## [PROVIDED TEXT]
☆ ☆ ☆ ☆ ☆

# I need a favour if somebody has some time.



## goboenomo (Jul 20, 2008)

Would somebody be able to go to my baking thread (link in my signature) and take the pictures I have posted and repost them not using photobucket? I cannot see any photos from photobucket, nor can I go to the website, and I don't have the photos on the computer. Please and thank you.


----------



## texasgirl (Jul 20, 2008)

can you see this one?


----------



## goboenomo (Jul 20, 2008)

Thank you, texasgirl.


----------



## texasgirl (Jul 20, 2008)

that's strange, it didn't work this time


----------



## texasgirl (Jul 20, 2008)

here is one more. i'll go fix the others and post soon.


----------



## texasgirl (Jul 20, 2008)

2 more to go.


----------



## texasgirl (Jul 20, 2008)

here you go.


----------



## texasgirl (Jul 20, 2008)

ok, that's all of them.


----------



## goboenomo (Jul 20, 2008)

☆ ☆ ☆ ☆ ☆

## [TASK 1]
Which lines in the listing below contain the string "pink"? Copy each of them.

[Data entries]
☆ ☆ ☆ ☆ ☆

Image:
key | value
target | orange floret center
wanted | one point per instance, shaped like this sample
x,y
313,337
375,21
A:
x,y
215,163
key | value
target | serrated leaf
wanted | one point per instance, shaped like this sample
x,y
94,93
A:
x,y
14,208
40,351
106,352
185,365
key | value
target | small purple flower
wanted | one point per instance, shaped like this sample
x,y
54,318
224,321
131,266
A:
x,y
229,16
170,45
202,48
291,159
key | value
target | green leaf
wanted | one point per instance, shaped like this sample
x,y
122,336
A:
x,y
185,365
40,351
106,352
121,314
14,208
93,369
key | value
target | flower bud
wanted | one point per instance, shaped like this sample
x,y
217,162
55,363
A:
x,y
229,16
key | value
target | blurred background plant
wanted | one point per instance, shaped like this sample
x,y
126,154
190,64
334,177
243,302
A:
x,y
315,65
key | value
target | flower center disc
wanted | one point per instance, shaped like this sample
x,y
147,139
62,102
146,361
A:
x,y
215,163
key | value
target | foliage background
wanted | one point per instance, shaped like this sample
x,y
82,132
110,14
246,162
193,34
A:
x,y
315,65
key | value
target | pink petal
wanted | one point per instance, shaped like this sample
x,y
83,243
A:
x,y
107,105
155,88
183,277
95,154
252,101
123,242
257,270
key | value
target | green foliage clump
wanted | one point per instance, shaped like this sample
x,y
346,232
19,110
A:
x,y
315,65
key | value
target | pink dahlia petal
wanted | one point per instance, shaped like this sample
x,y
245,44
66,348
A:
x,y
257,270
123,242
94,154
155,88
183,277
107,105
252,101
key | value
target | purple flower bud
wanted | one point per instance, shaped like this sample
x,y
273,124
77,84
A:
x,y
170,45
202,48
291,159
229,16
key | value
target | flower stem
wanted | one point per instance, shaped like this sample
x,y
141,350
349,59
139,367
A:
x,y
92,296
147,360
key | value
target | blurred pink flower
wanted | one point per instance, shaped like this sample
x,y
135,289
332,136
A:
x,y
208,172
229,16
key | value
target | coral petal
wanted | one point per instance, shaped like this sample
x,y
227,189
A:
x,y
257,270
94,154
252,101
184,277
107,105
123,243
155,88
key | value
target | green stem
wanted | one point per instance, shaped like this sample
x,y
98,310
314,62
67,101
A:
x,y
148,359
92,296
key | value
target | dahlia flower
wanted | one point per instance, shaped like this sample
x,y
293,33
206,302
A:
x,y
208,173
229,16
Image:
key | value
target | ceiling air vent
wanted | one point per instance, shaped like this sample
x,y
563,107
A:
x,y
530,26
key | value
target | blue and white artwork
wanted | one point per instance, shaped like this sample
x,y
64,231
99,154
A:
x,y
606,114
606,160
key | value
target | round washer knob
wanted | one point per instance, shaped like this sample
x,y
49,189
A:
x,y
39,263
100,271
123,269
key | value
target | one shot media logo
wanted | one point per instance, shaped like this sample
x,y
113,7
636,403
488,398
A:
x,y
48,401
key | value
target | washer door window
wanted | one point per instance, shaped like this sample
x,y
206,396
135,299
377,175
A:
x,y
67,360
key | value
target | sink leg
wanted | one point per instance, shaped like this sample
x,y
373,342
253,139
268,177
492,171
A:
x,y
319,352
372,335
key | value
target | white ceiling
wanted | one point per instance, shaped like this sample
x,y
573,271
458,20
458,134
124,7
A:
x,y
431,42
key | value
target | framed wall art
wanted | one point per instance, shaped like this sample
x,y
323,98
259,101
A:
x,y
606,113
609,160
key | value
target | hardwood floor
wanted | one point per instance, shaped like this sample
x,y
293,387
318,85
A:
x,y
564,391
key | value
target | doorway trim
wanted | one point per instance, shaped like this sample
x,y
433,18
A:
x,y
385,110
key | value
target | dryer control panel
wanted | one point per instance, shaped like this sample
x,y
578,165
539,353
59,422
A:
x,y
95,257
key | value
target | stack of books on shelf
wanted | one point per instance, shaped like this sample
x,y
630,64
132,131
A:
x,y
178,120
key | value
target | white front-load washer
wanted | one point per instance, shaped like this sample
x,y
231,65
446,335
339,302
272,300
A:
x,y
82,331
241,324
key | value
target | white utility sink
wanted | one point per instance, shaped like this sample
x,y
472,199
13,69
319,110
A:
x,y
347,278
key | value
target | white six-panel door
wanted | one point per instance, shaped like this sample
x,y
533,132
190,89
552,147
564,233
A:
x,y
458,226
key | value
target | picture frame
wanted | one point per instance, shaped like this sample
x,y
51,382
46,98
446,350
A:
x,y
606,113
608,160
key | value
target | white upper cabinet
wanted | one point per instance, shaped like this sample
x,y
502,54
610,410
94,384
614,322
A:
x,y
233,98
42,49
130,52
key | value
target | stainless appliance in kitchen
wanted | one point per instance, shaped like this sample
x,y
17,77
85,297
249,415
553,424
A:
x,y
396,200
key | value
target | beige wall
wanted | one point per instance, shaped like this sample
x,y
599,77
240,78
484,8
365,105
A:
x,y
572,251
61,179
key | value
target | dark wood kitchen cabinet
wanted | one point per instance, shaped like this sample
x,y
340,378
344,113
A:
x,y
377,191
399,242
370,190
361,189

☆ ☆ ☆ ☆ ☆

## [TASK 2]
Can you carry on the forum thread about reposting the baking pictures, picking up right after its final line?

## [EXERCISE RESULT 1]
target | pink petal
target | pink dahlia petal
target | blurred pink flower

## [EXERCISE RESULT 2]
<3 thank you!


----------



## texasgirl (Jul 20, 2008)

i went ahead and made these jpg's too. in case you have any trouble with those links.


----------



## goboenomo (Jul 20, 2008)

Awesome. The others worked just fine too. Thanks again.


----------



## jkath (Jul 20, 2008)

texas, I wish I could've given you karma for each photo!


----------



## kitchenelf (Jul 20, 2008)

jkath said:


> texas, I wish I could've given you karma for each photo!



I gave her karma for you!


----------



## texasgirl (Jul 20, 2008)

aww, thank you, but, it wasn't anything big to do.


----------



## kadesma (Jul 20, 2008)

Yes it was Stacy that was  such a nice thing to do..Mom to the rescue again Karma coming 

cj


----------



## Maverick2272 (Jul 21, 2008)

Very cool of you to do that, and cool we get to see the pics too! LOL.


----------



## Cookinggal (Aug 8, 2008)

Hi, i'm new. U guys are so helpful and i really like this forum


----------



## texasgirl (Aug 10, 2008)

Cookinggal said:


> Hi, i'm new. U guys are so helpful and i really like this forum


 
that is what this place is all about.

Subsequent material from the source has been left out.